***** Records for the exercise

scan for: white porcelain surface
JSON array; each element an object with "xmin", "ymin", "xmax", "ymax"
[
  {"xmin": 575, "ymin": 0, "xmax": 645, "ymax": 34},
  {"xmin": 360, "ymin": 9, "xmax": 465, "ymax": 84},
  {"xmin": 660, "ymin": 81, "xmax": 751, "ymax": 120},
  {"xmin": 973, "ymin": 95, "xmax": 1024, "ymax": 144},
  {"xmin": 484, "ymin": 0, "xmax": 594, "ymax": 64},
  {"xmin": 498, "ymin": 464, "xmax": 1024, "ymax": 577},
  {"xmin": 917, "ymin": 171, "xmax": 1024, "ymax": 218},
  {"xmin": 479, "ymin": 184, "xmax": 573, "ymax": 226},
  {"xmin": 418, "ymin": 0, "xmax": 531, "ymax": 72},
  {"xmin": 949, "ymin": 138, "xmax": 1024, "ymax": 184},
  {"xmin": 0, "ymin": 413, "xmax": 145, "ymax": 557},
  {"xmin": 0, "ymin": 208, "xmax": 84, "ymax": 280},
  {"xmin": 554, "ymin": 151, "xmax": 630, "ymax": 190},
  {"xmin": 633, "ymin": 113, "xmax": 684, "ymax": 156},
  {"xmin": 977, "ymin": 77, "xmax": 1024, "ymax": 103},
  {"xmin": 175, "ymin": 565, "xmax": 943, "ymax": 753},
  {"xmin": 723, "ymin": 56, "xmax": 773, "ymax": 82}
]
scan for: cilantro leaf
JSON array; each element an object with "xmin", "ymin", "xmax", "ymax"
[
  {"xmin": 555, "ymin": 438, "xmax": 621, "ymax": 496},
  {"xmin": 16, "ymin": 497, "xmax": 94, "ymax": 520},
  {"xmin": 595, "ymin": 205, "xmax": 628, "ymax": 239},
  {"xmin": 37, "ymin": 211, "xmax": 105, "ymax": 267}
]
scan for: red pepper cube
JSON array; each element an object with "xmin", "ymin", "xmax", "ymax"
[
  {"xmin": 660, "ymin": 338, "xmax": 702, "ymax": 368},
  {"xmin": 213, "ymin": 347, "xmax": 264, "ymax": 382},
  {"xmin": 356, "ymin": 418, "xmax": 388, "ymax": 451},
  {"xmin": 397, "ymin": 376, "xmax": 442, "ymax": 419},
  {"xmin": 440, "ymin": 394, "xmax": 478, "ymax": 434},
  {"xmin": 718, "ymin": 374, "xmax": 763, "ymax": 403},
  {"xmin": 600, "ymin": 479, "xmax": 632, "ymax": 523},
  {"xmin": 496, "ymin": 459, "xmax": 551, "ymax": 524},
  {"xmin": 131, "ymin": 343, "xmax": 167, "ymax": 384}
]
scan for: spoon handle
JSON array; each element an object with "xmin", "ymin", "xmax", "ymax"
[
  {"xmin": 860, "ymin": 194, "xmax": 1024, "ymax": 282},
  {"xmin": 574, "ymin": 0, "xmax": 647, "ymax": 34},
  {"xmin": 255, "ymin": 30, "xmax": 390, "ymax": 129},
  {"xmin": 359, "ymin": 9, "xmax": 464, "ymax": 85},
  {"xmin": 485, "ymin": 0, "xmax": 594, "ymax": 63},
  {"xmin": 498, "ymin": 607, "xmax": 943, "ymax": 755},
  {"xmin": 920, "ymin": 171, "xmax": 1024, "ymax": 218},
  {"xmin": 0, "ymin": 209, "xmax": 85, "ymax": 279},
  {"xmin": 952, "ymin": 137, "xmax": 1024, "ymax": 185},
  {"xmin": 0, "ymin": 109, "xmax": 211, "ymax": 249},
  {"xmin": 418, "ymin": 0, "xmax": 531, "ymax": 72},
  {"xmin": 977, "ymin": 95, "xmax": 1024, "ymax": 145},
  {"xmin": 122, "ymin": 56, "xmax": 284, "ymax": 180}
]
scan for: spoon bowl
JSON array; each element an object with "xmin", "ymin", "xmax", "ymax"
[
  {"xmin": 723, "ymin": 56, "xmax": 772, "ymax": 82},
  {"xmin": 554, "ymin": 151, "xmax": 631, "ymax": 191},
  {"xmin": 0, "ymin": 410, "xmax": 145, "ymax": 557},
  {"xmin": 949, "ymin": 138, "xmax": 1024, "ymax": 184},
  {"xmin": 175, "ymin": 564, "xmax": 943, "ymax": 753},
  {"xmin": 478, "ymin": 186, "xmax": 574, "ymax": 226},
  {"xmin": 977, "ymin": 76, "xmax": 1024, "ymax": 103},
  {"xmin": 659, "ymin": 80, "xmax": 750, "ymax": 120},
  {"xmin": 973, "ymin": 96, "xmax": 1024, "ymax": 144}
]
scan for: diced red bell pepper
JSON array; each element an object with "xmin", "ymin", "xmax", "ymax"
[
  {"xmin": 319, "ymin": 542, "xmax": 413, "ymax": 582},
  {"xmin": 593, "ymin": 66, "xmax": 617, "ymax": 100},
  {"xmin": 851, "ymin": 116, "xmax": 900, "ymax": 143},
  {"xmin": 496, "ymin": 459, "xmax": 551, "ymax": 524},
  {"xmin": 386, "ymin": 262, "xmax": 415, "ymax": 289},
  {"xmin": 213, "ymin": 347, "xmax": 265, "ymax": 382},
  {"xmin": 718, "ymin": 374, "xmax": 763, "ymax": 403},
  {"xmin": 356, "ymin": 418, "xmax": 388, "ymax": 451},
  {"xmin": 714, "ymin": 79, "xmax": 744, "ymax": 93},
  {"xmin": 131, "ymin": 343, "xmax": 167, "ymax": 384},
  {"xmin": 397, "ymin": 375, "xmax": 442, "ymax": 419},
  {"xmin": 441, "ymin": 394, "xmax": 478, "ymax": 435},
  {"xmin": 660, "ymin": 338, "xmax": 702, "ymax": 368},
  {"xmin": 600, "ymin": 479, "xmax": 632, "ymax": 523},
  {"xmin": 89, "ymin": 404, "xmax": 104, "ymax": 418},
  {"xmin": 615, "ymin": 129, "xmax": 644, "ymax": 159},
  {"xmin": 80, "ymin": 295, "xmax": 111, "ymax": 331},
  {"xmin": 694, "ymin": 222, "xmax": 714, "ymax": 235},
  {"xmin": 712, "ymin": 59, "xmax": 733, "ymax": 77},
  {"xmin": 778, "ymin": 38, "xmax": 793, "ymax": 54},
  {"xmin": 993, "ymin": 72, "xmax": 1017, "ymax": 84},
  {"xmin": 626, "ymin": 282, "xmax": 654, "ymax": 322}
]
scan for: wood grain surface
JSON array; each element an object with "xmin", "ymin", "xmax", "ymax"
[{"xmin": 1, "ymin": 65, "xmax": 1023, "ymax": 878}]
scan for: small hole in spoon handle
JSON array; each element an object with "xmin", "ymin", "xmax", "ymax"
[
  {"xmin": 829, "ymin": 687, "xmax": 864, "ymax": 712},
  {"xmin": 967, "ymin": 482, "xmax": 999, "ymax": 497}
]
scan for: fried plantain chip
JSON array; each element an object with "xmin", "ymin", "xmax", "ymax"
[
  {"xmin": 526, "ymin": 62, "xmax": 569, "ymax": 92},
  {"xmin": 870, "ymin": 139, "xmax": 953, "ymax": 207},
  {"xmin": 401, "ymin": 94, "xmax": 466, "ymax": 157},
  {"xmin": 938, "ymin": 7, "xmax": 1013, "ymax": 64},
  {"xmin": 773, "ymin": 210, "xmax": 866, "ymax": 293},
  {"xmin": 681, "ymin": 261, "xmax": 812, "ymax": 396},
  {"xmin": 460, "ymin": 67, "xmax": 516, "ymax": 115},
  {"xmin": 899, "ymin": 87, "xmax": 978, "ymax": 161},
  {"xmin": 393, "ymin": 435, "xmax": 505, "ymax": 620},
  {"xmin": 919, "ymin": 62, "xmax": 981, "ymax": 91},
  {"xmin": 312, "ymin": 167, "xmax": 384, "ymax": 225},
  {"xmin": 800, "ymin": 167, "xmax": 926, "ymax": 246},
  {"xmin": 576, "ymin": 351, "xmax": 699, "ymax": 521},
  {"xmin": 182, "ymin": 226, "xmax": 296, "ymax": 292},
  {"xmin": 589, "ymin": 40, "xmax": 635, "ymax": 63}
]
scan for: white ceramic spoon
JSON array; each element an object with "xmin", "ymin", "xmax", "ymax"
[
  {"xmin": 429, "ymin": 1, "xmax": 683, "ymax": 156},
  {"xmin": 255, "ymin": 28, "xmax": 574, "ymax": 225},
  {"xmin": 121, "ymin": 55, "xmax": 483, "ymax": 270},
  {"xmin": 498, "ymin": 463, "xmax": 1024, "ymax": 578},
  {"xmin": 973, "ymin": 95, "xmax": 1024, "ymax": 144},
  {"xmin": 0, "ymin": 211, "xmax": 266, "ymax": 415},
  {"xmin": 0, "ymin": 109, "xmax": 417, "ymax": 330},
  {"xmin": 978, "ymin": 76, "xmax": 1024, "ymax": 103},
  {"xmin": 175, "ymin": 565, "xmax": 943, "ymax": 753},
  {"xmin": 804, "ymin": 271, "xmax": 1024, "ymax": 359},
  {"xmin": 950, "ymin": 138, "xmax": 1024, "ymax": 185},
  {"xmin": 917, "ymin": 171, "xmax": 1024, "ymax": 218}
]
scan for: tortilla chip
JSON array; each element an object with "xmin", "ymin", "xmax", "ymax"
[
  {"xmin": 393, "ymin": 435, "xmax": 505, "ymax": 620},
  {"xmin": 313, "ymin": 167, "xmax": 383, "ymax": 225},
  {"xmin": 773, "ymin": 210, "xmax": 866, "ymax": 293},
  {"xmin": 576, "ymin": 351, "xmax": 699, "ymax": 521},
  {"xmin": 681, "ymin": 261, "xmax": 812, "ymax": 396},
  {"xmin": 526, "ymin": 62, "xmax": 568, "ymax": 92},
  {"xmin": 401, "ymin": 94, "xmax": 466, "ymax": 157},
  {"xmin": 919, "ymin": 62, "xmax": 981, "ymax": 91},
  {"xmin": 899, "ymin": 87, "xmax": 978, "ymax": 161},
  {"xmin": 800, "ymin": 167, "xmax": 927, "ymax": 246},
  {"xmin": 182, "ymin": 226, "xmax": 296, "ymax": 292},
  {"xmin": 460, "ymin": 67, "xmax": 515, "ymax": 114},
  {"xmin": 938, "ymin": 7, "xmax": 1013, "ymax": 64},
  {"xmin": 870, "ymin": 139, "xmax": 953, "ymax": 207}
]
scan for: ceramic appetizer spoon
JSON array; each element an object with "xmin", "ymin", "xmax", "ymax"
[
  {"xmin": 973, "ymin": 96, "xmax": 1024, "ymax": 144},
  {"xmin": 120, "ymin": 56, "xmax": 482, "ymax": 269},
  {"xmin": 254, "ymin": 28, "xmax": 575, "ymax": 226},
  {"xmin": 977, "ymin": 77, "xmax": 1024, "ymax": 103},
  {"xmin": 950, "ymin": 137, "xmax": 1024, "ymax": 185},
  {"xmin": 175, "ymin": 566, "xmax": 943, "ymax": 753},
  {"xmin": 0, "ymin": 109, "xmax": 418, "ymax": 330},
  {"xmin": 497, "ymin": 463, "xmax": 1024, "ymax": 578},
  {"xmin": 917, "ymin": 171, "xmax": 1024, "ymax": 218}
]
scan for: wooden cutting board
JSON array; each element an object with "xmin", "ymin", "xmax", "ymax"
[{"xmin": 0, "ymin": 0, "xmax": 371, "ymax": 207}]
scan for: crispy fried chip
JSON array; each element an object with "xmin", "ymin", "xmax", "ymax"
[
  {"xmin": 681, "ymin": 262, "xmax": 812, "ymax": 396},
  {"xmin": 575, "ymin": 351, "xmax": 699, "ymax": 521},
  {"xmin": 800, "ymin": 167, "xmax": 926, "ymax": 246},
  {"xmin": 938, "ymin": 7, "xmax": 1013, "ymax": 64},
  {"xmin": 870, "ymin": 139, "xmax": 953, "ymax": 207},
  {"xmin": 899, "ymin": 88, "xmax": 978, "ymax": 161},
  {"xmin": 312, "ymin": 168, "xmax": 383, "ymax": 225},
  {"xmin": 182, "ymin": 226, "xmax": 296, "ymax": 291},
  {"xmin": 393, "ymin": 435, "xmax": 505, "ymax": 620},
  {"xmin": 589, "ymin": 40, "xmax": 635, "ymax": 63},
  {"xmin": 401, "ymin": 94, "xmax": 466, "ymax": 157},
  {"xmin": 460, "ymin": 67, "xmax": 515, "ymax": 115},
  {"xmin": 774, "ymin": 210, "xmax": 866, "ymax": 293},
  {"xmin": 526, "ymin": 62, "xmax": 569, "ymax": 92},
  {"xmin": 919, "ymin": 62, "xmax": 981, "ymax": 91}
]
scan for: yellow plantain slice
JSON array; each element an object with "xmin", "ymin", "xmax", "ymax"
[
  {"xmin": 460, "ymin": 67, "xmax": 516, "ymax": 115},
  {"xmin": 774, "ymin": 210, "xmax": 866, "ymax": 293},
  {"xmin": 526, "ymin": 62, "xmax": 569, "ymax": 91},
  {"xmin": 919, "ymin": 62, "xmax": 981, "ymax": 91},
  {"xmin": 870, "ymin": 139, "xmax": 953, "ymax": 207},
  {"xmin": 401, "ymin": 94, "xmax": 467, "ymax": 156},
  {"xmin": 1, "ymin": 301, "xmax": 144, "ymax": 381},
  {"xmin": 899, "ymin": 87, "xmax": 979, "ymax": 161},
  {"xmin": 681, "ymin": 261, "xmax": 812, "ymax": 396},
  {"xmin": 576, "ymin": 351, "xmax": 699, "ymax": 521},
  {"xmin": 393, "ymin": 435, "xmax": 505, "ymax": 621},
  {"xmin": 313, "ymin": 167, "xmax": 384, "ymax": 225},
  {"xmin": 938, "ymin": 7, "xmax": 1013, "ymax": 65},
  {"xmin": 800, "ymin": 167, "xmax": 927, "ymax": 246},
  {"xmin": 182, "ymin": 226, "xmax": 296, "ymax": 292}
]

**********

* _Description of the task_
Please report every line of the records above that contains the word "white".

* _Written answer_
scan for: white porcelain surface
scan for: white ceramic spoon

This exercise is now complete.